**Goal**
Please turn the lines below into a numbered list, leaving out any blank lines.

**The data**
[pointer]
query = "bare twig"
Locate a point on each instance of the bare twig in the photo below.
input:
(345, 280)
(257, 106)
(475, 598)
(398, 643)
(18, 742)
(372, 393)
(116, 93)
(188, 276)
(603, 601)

**Exercise response**
1. [pointer]
2. query = "bare twig"
3. Locate a point on each instance of the bare twig in the photo below.
4. input:
5. (345, 280)
6. (257, 106)
7. (475, 598)
8. (398, 643)
9. (18, 742)
10. (372, 393)
11. (116, 93)
12. (188, 276)
13. (603, 601)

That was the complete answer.